▸ REQUIREMENT
Retype each line exactly as it stands, beginning at the first line of the material and finishing with the line that contains "Target: small outbuilding".
Start of Block
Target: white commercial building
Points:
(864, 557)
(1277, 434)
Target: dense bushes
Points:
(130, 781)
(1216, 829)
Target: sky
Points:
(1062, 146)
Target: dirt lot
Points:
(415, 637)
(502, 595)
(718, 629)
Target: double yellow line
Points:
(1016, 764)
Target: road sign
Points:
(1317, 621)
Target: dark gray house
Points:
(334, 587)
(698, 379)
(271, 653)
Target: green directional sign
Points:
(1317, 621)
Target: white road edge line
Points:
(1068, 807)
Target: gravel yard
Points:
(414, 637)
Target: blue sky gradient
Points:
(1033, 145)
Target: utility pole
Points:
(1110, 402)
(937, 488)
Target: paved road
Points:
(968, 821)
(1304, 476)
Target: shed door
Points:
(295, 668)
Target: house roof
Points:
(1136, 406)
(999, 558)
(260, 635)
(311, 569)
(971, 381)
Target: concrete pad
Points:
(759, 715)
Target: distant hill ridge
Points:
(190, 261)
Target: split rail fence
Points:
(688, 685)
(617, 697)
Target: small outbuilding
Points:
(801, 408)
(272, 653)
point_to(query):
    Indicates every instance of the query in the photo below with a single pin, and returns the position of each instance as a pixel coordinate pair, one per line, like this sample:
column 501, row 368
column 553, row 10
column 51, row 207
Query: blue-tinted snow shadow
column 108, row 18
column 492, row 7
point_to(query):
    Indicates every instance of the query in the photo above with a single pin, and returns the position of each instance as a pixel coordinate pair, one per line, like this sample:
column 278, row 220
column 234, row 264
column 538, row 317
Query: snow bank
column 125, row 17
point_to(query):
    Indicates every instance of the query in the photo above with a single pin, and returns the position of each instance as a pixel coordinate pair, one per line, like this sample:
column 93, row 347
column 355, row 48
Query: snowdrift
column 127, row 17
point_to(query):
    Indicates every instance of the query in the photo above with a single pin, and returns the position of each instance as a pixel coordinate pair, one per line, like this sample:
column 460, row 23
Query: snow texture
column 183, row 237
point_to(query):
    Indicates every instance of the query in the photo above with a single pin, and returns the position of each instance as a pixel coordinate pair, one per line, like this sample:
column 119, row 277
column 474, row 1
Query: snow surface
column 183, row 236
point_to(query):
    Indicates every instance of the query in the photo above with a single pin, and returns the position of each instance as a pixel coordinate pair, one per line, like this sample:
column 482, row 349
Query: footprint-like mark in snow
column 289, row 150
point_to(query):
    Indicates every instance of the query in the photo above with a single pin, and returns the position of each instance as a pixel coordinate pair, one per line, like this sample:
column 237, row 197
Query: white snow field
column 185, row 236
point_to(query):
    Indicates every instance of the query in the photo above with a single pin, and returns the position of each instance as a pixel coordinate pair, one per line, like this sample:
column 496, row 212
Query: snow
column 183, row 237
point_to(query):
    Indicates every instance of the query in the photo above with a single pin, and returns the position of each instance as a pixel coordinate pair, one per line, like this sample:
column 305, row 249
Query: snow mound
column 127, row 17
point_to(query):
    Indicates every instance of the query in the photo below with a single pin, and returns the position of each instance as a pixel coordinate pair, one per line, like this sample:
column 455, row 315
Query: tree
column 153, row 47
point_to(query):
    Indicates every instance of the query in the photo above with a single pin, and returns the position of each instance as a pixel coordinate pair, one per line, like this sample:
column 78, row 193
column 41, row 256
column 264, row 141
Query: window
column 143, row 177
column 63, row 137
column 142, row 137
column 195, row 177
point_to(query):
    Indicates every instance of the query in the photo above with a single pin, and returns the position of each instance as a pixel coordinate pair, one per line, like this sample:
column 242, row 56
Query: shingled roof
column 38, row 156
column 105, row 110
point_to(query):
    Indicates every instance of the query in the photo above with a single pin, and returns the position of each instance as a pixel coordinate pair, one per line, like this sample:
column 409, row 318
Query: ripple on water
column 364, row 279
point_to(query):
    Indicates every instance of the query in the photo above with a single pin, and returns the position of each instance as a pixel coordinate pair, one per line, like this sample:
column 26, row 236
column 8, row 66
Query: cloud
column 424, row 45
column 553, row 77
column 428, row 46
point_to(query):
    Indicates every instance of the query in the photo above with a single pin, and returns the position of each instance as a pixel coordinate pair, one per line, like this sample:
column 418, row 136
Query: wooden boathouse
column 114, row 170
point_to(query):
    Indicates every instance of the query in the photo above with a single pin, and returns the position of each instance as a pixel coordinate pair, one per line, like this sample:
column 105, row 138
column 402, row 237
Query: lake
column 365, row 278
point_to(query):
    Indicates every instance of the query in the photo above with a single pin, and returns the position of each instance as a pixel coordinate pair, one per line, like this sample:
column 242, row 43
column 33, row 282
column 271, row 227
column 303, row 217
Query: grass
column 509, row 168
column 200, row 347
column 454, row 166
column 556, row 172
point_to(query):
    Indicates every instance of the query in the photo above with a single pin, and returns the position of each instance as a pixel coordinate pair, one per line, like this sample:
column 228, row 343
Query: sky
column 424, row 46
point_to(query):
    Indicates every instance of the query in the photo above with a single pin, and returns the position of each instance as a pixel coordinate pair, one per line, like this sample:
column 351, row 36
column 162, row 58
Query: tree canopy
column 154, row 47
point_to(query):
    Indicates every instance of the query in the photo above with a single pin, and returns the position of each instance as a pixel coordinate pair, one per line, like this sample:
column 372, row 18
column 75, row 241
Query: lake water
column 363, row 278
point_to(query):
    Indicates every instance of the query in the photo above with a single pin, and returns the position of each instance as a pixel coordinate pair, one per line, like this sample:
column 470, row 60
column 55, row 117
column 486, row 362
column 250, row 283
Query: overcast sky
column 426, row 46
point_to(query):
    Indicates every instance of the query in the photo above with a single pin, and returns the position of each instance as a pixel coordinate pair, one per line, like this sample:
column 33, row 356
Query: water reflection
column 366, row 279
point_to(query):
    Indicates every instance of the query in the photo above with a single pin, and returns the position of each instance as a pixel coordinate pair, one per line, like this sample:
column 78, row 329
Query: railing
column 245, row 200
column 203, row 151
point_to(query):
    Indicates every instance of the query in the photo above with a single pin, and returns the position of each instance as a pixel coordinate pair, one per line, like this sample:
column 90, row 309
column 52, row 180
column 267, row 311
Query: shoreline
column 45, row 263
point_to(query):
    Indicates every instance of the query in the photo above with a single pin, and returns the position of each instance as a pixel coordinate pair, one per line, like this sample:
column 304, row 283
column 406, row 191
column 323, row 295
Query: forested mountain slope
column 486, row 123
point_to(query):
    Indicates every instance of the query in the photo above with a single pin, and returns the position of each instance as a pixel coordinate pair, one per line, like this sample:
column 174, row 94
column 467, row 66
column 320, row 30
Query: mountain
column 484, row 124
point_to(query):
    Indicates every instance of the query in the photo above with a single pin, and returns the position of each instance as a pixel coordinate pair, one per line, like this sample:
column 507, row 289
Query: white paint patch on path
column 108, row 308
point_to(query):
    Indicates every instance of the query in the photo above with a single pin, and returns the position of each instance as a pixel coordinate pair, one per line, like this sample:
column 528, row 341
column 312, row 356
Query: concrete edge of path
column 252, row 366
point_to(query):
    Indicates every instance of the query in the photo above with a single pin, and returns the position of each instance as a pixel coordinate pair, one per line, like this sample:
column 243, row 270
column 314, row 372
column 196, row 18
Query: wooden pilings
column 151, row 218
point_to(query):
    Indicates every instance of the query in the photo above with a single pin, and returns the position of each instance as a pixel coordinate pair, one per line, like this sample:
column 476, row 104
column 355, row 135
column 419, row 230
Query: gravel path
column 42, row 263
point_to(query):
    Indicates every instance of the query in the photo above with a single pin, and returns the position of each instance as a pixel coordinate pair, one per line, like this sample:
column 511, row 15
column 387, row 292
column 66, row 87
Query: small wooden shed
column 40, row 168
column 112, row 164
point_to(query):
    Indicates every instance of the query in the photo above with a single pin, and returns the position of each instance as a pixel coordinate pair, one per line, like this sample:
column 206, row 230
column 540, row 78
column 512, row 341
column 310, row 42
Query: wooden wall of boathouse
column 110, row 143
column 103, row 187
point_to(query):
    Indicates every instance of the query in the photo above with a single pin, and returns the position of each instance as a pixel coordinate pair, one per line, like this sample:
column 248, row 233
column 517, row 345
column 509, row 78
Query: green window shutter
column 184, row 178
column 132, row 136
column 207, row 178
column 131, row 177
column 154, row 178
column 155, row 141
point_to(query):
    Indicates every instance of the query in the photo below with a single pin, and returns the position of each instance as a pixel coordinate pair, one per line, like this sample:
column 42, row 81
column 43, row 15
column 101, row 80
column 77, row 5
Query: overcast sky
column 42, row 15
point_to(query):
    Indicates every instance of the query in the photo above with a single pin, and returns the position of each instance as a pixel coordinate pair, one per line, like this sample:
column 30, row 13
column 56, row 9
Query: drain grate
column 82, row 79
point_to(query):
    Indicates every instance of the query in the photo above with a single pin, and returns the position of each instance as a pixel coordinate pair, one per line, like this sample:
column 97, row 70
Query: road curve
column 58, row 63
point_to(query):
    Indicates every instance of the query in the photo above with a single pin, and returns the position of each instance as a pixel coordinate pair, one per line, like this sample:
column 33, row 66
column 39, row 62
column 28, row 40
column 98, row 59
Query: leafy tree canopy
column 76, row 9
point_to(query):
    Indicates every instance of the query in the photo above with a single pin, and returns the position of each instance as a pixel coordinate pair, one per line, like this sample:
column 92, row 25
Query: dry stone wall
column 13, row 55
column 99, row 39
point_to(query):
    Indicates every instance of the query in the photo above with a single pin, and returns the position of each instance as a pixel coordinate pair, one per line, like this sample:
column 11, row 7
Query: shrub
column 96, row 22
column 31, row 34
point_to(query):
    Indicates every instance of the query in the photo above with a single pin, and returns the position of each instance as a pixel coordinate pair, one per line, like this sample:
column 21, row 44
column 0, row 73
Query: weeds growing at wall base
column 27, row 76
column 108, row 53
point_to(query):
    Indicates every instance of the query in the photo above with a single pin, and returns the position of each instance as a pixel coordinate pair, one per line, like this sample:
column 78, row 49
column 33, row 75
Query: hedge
End of Block
▸ WRITTEN ANSWER
Target: white commercial building
Points:
(864, 557)
(1277, 434)
Target: dense bushes
Points:
(130, 781)
(1216, 829)
Target: sky
Points:
(1062, 146)
Target: dirt lot
Points:
(415, 637)
(502, 595)
(718, 629)
Target: double yellow line
Points:
(1016, 764)
Target: road sign
Points:
(1317, 621)
Target: dark gray house
Points:
(334, 587)
(698, 379)
(271, 653)
Target: green directional sign
Points:
(1317, 621)
Target: white road edge line
Points:
(1068, 807)
Target: gravel yard
Points:
(414, 637)
Target: blue sky gradient
Points:
(1033, 145)
Target: utility pole
Points:
(1110, 402)
(937, 488)
Target: paved road
Points:
(968, 821)
(1304, 476)
Target: shed door
Points:
(295, 668)
Target: house roof
Points:
(1136, 406)
(999, 558)
(260, 635)
(311, 569)
(971, 381)
Target: concrete pad
Points:
(759, 715)
Target: distant hill ridge
Points:
(190, 261)
Target: split rail fence
Points:
(688, 685)
(617, 697)
Target: small outbuilding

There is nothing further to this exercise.